══ Dataset excerpts

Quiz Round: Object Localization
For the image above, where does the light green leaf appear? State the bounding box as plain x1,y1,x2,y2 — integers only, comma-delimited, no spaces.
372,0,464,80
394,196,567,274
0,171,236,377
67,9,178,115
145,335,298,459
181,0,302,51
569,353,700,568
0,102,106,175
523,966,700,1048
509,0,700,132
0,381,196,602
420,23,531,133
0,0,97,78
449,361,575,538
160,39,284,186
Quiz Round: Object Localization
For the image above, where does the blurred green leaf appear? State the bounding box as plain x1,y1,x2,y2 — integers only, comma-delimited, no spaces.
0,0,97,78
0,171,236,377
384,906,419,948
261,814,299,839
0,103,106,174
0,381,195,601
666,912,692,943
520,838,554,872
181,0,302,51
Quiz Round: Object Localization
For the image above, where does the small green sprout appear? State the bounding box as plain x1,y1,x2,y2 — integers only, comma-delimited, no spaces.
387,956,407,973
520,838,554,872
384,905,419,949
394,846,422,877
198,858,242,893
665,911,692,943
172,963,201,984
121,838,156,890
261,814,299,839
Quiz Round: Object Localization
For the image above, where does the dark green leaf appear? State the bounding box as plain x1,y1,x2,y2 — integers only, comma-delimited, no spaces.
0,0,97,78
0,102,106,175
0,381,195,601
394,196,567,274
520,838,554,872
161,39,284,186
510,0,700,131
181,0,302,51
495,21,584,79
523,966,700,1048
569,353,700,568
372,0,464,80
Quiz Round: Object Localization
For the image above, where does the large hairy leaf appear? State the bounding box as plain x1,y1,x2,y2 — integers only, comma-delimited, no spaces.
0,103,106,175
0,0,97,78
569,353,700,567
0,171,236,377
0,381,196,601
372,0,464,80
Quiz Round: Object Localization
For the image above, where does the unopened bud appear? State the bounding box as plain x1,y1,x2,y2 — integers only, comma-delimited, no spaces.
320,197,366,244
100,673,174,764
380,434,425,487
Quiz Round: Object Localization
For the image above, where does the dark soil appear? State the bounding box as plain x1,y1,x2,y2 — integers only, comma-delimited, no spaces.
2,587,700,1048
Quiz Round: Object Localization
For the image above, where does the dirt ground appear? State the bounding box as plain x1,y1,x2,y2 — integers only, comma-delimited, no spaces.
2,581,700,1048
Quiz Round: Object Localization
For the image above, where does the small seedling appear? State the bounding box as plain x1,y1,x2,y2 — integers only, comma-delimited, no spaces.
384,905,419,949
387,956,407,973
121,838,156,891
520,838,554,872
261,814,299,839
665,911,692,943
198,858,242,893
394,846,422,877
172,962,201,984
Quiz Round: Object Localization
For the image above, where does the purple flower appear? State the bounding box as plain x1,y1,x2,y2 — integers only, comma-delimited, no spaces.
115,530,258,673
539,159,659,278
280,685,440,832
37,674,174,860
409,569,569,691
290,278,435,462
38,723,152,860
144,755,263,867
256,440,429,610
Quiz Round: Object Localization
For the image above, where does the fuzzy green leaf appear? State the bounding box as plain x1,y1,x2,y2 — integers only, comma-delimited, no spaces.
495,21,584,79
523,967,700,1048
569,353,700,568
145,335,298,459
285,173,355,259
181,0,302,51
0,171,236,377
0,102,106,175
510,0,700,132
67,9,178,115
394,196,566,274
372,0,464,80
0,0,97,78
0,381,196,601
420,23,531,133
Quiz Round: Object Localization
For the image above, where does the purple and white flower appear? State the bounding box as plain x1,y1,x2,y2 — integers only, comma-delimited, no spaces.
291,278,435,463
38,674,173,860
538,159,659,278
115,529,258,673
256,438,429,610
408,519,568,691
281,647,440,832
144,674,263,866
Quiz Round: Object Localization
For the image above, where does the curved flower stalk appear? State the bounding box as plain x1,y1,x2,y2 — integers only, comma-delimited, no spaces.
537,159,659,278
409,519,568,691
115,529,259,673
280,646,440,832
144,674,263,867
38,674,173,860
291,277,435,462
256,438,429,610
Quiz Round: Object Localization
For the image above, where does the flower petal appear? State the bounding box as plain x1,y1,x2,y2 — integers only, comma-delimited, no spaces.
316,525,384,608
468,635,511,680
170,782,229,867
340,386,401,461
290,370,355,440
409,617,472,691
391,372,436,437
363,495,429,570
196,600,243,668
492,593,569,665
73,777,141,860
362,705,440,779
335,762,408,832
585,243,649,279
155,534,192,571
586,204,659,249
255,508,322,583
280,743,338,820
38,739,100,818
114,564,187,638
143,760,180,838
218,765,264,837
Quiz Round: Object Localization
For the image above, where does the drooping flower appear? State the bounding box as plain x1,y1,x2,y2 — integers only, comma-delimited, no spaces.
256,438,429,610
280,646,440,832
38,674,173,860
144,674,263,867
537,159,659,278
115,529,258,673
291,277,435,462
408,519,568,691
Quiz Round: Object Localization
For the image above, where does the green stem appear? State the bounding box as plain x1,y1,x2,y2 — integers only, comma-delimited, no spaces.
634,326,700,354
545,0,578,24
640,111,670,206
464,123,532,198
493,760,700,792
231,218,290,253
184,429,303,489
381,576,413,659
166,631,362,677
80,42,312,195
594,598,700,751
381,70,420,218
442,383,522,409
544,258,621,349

════

▶ [Work order]:
Please give back all of the data exactly as it appears.

▶ [Response to this exercise]:
Quiz Round: Object Localization
For the image above, where does the light green leaf appear? State the bounding box as plain x1,y1,x2,y2 — integers only, comma-delimited, no spaces.
372,0,464,80
394,196,567,274
0,171,236,377
67,9,178,115
145,335,298,459
181,0,302,51
569,353,700,568
0,102,106,175
523,966,700,1048
509,0,700,132
0,381,196,602
420,23,531,133
0,0,97,78
449,361,575,538
160,39,284,186
Quiz Round: Object Localization
For the image above, where does the blurred green leaf appear? State the bounding box as plain x1,y1,x2,y2 — integers only, comma-delimited, no spaces.
0,0,97,78
0,171,236,377
384,906,419,948
261,814,299,839
0,103,106,174
0,381,195,601
666,912,692,943
520,838,554,872
181,0,302,51
Quiz Round: Object Localization
For the image above, where does the small green sprout appear? State the bounding box as plain x1,y1,x2,y2 — integers only, comma-delimited, no spaces.
387,956,407,973
520,838,554,872
384,905,419,949
394,846,422,877
198,858,242,893
665,911,692,943
172,963,201,984
121,838,156,890
261,814,299,839
Quiz Round: Object Localization
For the image above, where does the dark green leaf appear? State the bounding box as plain x1,y1,x2,y2 — integers only, comma-delimited, no spaces.
0,0,97,78
0,102,106,175
0,381,195,601
394,196,567,274
520,838,554,872
161,39,284,186
510,0,700,131
181,0,302,51
495,21,584,79
523,966,700,1048
569,353,700,568
372,0,464,80
Quiz Round: Object Localization
For the image above, where does the large hairy leaf appear? State the bounding box as plain x1,y1,x2,y2 — integers only, comma-delimited, no spaces.
0,103,106,175
0,0,97,78
569,353,700,567
0,171,236,377
0,381,196,601
372,0,464,80
Quiz Round: Object Localization
For the image above, where does the unopened bud appear? State the bounding box as plain x1,y1,x2,y2 — integers only, comma-delimited, no spaces.
320,197,366,244
100,673,174,764
380,434,425,487
Quiz Round: Object Localization
For the image above, where does the dark soil appear? State the bounding box as plain x1,y1,x2,y2 — integers only, comma-delimited, no spaces.
2,587,700,1048
Quiz Round: Object Localization
For the image above, where does the dirt ground appear? State the bounding box as plain x1,y1,x2,y2 — integers only, comma-delimited, no spaces.
2,581,700,1048
Quiz Round: Object Localization
For the image above, where does the small seedling appear? State the bounding box as plain x1,y1,x2,y2 — integers only, comma-delimited, no spaces.
384,905,419,949
387,956,407,973
121,838,156,891
520,838,554,872
261,814,299,839
665,911,692,943
198,858,242,893
394,846,422,877
172,962,201,984
Quiz Round: Object Localization
For the image above, where does the purple flower appear? State the bounding box as plain x1,y1,x2,y2 — integers only, comma-delimited, no spaces.
115,530,258,673
539,159,659,278
280,685,440,832
37,674,174,860
409,569,569,691
290,278,435,462
38,723,152,860
144,755,263,867
256,440,429,610
Quiz Round: Object Localization
For the image above, where does the fuzzy green leaf appear? State the bounding box as plain x1,y1,x2,y2 — integers only, comma-delimited, no spaces.
495,21,584,79
523,967,700,1048
569,353,700,568
145,335,298,459
285,173,355,259
181,0,302,51
0,171,236,377
0,102,106,175
510,0,700,132
67,9,178,115
394,196,566,274
372,0,464,80
0,0,97,78
0,381,196,601
420,23,531,133
Quiz Round: Object Localization
For the image above, where does the purple and white flower appear? State the bounding box as plain x1,y1,x2,y2 — integers only, comma-delimited, no spaces.
291,278,435,463
38,674,173,860
538,159,659,278
115,529,258,673
256,438,429,610
408,519,568,691
281,647,440,832
144,674,263,866
Quiz Round: Object Localization
For the image above, where does the curved flower stalk appear? State the bounding box as plain x1,y1,x2,y2 — integers only, comma-delimited, no spaces.
537,159,659,278
409,519,568,691
115,529,259,673
280,646,440,832
144,674,263,867
38,674,173,860
291,277,435,462
256,438,429,610
Quiz Round: Object Localization
For the image above, where does the flower petal appear? State the bounding box as plain x1,y1,x2,y2 — integers only, comma-delimited, no spaces.
316,525,384,608
468,635,511,680
170,782,229,867
340,386,401,461
290,370,355,440
409,617,472,691
391,372,436,437
363,495,429,570
196,600,243,668
492,593,569,665
73,777,141,860
362,705,440,779
335,762,408,832
585,243,649,279
155,534,192,571
586,204,659,249
255,508,322,583
280,743,338,820
38,739,100,818
114,564,187,638
143,760,180,838
218,765,264,837
Quiz Round: Object Localization
For the image above, where does the drooping flower appear? State the bounding box as plain x1,y1,x2,y2 — integers only, comma-delimited, no spaces.
256,438,429,610
280,646,440,832
38,674,173,860
144,674,263,867
537,159,659,278
115,529,258,673
291,277,435,462
408,519,568,691
Quiz Round: Object Localization
For the image above, where does the green stem appear? State the bounding box as plain x1,y1,x2,y2 — integers only, comma-delimited, no spaces.
634,326,700,354
545,0,578,24
640,111,670,206
464,123,532,198
493,760,700,792
231,218,290,253
184,429,303,489
381,576,413,659
166,631,362,677
80,42,312,195
594,598,700,751
381,70,420,218
442,383,522,409
544,258,621,349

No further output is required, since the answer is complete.